BEGIN Extract provided
The research of chemistry Professor Omar Farha, PhD, has focused on how to blend the disciplines of chemistry and materials science to design programmable materials that can help protect people’s health and that of the planet.

With funding from the U.S. Department of Energy and Department of Defense for almost a decade, Farha has investigated how to modify the function of materials and create cutting-edge nanomaterials, called metal-organic frameworks (MOFs), for use in applications like gas storage and separation, water remediation and detoxification of chemical warfare agents.

The potential for this line of MOF research to create useful products led to the 2014 founding of NuMat Technologies, a Skokie-based company with 35 full-time employees. Farha, who serves as president, launched the startup along with CEO Benjamin Hernandez, then a JD/MBA student at Northwestern, and Christopher Wilmer, a chemical engineering PhD student at the time. NuMat has since worked in end markets like life science, electronics, chemicals, and transportation.

Among the products NuMat has developed, under the leadership of Farha and Hernandez, is a crystalline programmable sponge called ION-X, which was commercialized in 2016. ION-X uses MOFs to enable safe storage of extremely toxic gases sub-atmospherically. This technology safely protects operators by ensuring that in case of any leak, air will rush into the cylinder, while the toxic gas remains.
END Extract provided
BEGIN Dataset content
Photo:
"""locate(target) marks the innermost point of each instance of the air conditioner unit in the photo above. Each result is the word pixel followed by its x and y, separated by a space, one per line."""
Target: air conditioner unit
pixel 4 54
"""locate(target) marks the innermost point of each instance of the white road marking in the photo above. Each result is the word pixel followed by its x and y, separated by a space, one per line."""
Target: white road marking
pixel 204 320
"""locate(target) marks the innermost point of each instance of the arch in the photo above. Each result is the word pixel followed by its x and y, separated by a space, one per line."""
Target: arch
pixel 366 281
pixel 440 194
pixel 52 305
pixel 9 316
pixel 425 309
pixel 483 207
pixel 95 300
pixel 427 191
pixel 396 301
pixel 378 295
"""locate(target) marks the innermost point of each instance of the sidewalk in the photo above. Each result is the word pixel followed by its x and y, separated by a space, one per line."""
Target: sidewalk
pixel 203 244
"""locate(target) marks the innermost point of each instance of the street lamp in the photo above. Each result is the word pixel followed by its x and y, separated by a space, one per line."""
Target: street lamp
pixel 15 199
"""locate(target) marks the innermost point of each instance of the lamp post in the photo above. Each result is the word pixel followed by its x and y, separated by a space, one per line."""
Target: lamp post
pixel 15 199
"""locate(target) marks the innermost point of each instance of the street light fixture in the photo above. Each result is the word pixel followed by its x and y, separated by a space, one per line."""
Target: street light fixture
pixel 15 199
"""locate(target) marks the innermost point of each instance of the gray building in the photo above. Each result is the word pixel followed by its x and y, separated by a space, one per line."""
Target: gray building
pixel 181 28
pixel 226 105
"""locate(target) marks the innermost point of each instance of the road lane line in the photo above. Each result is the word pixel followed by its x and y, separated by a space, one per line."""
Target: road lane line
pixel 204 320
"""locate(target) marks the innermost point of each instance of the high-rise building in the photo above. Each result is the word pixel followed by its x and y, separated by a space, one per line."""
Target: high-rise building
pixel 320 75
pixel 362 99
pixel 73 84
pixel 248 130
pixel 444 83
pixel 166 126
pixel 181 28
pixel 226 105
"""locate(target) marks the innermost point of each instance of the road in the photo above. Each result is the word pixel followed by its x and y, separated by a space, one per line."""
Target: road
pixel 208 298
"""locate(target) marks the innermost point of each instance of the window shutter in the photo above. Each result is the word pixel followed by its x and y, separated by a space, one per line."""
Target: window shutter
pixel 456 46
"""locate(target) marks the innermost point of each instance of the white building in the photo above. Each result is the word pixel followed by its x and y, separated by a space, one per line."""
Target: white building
END Dataset content
* _What this exercise asks_
1. According to the passage on Omar Farha's research, in what year was NuMat Technologies founded?
2. Switch "cylinder" to "tank" and write out the passage on Omar Farha's research between "Among the products" and "toxic gas remains.", inclusive.
3. Pick up the passage on Omar Farha's research after its last sentence and continue it.

* _Your responses_
1. 2014

2.
Among the products NuMat has developed, under the leadership of Farha and Hernandez, is a crystalline programmable sponge called ION-X, which was commercialized in 2016. ION-X uses MOFs to enable safe storage of extremely toxic gases sub-atmospherically. This technology safely protects operators by ensuring that in case of any leak, air will rush into the tank, while the toxic gas remains.

3.
In addition, MOFs are completely programmable. They can be designed for gas separation such that the affinity for a specific impure or hazardous gas may be increased and captured, while other gases do not interact with the sorbent.

More recently, Farha’s work has pivoted with the pandemic in mind. Through a National Science Foundation grant, his team has extended the application of the Northwestern MOFs by infusing these materials into self-cleaning masks for COVID-19. Farha said, “If COVID lands on the mask, the sponges will do their job. And not just COVID—it will have the ability to deactivate any virus.”

Farha notes that it may still be a couple of years before the technology will be ready to go to market. However, with the future capability to deactivate any type of virus built into masks and other PPEs, Farha said, “It will be ready for future [pandemic], so our front-liners don’t have to worry about the shortage of PPE. It’s a technology we adapted from all the learning we did with DOD-related projects in the past few years.”